▶ **ЗАДАНИЕ**
Найдите в позициях ниже все строки со словом «windshield» и выпишите каждую целиком. Регистр букв учитывается.
━━━━
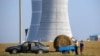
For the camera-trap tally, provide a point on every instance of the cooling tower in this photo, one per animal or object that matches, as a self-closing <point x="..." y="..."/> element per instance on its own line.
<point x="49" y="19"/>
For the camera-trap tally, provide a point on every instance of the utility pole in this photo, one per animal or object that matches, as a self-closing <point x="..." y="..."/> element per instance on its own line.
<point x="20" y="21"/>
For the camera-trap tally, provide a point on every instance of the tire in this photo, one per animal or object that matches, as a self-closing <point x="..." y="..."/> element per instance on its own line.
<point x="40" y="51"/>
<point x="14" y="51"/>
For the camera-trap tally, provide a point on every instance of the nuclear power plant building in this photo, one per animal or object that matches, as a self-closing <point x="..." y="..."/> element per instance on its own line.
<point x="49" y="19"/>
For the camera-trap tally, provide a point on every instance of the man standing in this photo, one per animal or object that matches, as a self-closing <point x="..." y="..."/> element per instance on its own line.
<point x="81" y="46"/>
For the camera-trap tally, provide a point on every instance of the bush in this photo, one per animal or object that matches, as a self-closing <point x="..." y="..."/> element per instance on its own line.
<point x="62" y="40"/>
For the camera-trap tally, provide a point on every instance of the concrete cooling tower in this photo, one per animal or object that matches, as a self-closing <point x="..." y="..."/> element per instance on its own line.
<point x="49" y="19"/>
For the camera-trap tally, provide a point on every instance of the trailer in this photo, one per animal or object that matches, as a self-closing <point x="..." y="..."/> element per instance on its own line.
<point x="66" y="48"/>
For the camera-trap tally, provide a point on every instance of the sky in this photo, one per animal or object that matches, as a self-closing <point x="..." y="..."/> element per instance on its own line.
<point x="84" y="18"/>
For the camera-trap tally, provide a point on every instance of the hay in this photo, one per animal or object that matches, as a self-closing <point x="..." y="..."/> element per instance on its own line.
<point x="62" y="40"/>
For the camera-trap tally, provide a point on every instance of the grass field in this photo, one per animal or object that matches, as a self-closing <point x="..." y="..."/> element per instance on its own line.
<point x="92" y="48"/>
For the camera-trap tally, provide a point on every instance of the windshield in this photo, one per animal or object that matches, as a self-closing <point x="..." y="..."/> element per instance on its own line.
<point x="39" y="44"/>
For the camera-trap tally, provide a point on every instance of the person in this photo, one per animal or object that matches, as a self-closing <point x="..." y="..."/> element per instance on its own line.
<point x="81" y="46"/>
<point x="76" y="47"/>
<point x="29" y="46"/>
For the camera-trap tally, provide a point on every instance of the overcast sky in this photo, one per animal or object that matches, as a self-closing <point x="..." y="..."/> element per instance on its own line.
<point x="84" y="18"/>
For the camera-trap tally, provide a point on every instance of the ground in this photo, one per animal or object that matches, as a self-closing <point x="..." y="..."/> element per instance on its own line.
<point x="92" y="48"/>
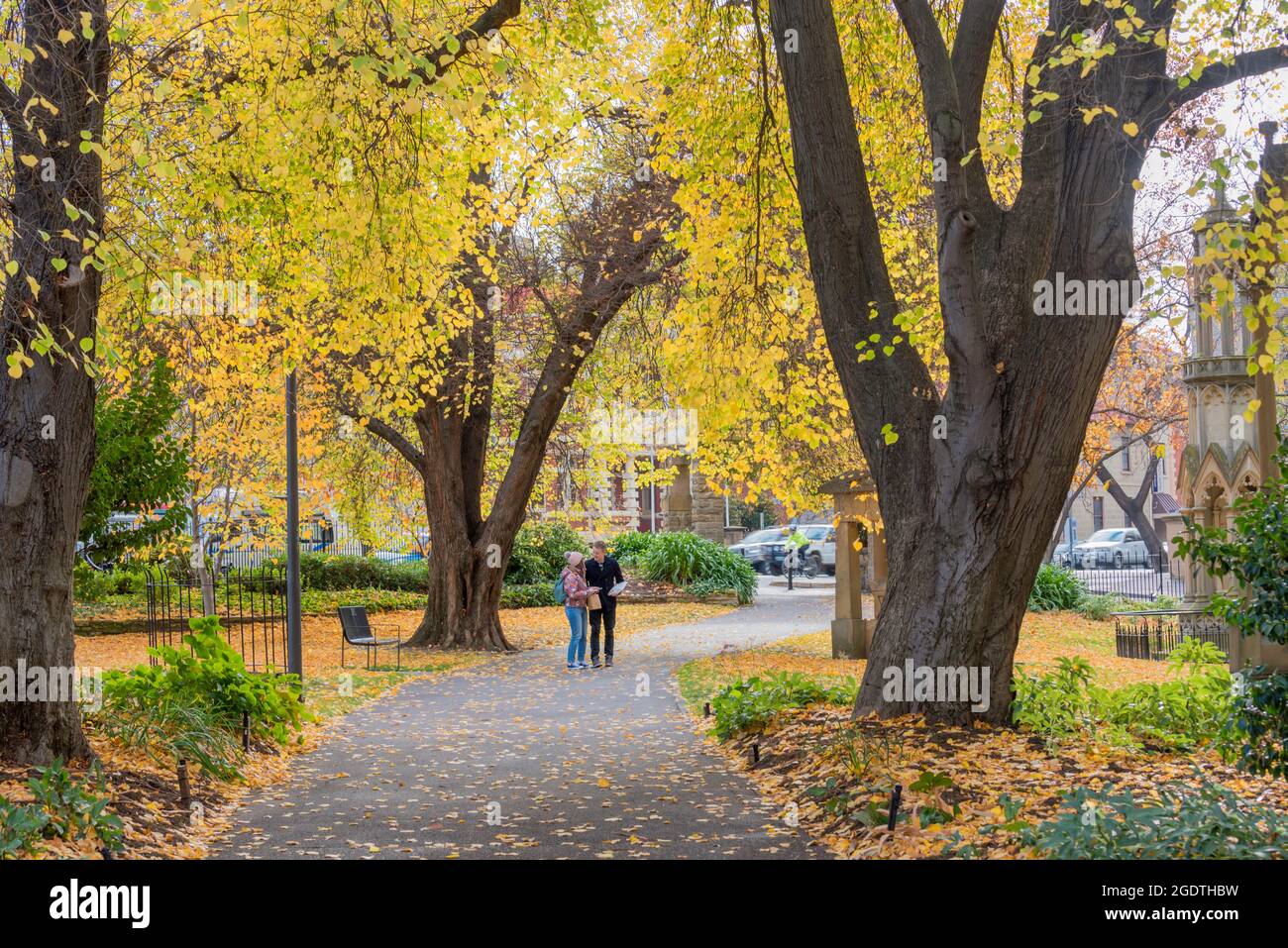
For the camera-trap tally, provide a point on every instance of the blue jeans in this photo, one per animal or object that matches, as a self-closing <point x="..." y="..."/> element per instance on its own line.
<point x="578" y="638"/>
━━━━
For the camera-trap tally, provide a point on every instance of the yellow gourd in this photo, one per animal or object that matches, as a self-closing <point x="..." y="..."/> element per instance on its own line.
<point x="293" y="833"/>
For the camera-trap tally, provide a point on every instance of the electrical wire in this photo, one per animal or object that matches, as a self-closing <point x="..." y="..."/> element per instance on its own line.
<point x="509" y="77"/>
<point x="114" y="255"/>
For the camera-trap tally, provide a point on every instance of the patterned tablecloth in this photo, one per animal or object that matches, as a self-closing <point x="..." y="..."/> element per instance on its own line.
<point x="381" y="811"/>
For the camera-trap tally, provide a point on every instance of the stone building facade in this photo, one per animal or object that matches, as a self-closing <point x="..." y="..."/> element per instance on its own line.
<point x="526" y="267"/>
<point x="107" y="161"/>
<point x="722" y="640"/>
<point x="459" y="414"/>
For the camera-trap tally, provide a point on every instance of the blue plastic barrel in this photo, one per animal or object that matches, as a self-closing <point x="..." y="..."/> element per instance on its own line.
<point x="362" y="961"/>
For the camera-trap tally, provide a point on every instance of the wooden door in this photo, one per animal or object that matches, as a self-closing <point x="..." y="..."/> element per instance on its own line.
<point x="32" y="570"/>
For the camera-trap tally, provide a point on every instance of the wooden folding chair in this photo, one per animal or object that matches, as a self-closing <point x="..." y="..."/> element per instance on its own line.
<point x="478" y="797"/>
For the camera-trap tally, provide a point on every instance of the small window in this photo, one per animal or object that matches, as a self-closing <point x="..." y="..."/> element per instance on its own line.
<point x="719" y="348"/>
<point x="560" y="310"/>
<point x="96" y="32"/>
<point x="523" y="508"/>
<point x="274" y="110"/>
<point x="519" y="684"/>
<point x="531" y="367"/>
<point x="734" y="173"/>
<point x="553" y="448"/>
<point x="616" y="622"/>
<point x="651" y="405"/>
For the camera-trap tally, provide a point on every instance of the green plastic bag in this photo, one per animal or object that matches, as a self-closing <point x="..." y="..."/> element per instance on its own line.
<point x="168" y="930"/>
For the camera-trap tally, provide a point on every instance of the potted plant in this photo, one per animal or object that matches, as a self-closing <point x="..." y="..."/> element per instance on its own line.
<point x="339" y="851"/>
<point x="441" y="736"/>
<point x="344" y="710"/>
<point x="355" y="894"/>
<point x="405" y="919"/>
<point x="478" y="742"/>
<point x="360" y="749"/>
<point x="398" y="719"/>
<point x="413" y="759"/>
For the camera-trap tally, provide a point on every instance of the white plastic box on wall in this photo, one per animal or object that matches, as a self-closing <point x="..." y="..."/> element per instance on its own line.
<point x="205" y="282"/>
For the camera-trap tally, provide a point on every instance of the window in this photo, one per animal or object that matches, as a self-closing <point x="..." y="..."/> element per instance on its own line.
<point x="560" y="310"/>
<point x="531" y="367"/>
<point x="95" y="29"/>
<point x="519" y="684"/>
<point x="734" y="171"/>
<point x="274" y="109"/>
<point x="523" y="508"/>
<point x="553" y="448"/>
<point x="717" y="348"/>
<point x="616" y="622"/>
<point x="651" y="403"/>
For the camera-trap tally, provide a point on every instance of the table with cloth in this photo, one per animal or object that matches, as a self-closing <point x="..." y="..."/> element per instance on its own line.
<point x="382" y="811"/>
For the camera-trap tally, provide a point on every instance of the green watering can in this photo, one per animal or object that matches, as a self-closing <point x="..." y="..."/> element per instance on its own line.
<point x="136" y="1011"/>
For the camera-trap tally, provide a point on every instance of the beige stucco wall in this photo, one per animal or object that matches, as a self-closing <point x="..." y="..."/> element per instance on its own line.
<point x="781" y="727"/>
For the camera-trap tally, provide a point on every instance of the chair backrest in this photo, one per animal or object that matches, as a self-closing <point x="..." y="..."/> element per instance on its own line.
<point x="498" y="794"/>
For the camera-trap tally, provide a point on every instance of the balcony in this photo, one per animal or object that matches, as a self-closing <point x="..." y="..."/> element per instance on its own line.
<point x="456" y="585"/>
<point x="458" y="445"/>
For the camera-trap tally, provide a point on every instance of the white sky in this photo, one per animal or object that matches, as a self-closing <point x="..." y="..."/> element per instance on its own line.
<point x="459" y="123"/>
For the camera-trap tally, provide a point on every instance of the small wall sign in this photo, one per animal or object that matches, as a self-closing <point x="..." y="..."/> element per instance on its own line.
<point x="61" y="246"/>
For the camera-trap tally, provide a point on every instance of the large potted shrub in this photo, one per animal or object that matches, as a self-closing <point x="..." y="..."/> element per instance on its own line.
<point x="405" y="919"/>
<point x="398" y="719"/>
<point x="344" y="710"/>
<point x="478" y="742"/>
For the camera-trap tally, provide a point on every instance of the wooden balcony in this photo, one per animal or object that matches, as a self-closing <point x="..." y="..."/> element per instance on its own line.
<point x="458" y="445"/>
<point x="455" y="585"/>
━━━━
▶ **ПРАВИЛЬНЫЙ ОТВЕТ**
For the camera-trap tally, provide a point on every instance of the windshield in this photo, one per animal or object that matches, as a self-closing <point x="..." y="..."/> element per instance on its own line.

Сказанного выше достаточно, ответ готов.